___ DATASET RECORDS

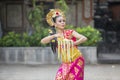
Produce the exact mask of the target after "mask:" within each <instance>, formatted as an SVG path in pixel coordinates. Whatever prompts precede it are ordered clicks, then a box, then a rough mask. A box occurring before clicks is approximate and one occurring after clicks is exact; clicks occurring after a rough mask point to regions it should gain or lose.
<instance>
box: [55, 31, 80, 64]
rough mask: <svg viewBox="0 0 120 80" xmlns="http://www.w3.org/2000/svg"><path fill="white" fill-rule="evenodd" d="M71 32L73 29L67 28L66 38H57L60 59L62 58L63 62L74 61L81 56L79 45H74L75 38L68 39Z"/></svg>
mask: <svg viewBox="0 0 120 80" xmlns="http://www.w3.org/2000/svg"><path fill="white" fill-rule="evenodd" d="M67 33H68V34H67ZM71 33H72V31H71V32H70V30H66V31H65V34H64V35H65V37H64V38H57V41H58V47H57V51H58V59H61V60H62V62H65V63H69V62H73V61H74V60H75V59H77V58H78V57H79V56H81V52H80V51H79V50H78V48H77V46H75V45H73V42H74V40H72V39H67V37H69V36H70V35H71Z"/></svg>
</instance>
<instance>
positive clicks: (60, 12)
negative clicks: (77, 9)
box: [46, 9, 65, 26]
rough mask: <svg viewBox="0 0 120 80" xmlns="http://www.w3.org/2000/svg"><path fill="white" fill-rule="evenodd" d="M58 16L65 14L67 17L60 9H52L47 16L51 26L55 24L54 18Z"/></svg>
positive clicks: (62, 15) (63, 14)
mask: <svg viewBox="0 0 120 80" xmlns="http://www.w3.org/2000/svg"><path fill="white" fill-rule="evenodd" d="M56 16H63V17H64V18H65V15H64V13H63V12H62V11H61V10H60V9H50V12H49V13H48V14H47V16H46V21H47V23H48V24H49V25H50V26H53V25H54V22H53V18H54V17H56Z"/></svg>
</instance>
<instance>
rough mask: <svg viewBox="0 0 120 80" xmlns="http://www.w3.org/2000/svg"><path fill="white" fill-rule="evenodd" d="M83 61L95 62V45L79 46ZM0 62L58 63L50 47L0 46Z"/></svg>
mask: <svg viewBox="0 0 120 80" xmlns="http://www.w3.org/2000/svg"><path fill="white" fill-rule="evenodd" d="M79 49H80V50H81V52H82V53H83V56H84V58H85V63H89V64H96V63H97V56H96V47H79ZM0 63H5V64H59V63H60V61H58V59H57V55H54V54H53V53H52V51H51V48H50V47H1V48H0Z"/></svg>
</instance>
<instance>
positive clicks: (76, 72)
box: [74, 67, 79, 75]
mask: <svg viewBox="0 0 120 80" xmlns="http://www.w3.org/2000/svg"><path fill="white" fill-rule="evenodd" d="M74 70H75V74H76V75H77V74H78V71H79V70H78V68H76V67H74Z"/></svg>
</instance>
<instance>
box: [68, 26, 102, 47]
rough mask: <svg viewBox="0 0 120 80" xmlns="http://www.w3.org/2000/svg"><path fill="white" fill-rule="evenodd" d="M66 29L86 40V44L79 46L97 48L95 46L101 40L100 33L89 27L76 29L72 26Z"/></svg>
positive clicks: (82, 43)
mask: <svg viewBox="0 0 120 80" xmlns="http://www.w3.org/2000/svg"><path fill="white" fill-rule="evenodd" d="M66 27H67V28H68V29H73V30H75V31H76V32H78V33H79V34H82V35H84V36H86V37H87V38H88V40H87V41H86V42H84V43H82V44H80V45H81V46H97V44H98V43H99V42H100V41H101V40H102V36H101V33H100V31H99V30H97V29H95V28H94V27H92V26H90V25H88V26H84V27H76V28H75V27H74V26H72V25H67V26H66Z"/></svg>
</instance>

______

WHAT YOU ARE ASKED TO DO: Convert the part of the records that begins with the line containing "16L65 14L67 17L60" and ends with the line containing "positive clicks: (62, 15) (63, 14)" into a Markdown table with the columns Row and Line. Include both of those lines, number each row, and skip any blank lines.

SOLUTION TO THIS TASK:
| Row | Line |
|---|---|
| 1 | rough mask: <svg viewBox="0 0 120 80" xmlns="http://www.w3.org/2000/svg"><path fill="white" fill-rule="evenodd" d="M58 16L65 14L67 17L60 9H52L47 16L51 26L55 24L54 18Z"/></svg> |
| 2 | positive clicks: (62, 15) (63, 14) |